Please gather every line of the material below that contains the string "text". Case counts.

# Supplied data

START

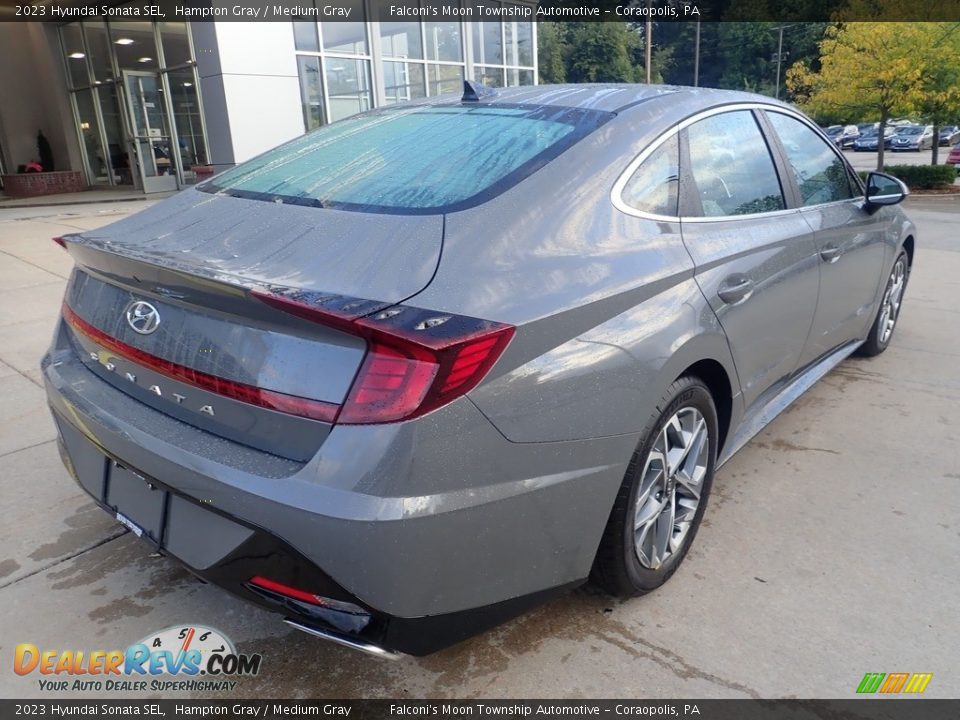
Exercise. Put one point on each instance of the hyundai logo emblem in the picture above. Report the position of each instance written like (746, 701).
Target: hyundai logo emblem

END
START

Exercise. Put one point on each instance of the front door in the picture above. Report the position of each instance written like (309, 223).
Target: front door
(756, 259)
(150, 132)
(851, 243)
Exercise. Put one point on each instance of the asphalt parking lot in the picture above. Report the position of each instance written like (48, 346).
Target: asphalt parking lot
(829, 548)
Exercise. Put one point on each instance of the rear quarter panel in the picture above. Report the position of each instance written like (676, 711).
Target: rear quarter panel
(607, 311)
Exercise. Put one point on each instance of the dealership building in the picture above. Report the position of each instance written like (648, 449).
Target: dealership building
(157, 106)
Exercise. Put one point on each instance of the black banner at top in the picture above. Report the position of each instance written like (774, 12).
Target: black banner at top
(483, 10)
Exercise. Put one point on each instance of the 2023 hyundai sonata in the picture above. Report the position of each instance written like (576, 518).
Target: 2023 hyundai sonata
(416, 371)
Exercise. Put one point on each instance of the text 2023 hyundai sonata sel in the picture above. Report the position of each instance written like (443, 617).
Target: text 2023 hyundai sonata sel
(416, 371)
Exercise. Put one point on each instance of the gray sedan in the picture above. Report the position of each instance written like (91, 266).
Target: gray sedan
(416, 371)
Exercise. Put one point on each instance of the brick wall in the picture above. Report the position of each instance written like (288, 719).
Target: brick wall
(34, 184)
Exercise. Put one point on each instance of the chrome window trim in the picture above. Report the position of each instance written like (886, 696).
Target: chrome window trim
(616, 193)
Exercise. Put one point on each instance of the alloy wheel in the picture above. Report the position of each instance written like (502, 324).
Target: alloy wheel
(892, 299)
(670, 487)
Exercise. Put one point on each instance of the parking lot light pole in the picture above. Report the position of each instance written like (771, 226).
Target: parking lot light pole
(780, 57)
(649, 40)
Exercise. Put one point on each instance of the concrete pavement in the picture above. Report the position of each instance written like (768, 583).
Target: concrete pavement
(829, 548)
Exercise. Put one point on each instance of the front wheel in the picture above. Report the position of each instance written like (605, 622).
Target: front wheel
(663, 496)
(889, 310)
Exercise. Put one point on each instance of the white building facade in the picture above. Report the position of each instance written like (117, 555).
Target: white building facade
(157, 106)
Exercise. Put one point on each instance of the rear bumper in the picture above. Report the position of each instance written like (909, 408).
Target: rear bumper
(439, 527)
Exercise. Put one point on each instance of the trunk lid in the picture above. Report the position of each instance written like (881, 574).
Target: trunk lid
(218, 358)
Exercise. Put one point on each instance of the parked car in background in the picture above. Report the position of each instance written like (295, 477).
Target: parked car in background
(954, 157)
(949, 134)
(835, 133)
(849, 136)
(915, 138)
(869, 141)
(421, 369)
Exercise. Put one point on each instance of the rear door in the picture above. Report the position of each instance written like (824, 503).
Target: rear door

END

# Solved exercise
Exercise. Put one point on each instance of the text 2023 hyundai sonata sel in the picture above. Report the position of each instance written like (443, 617).
Target: text 2023 hyundai sonata sel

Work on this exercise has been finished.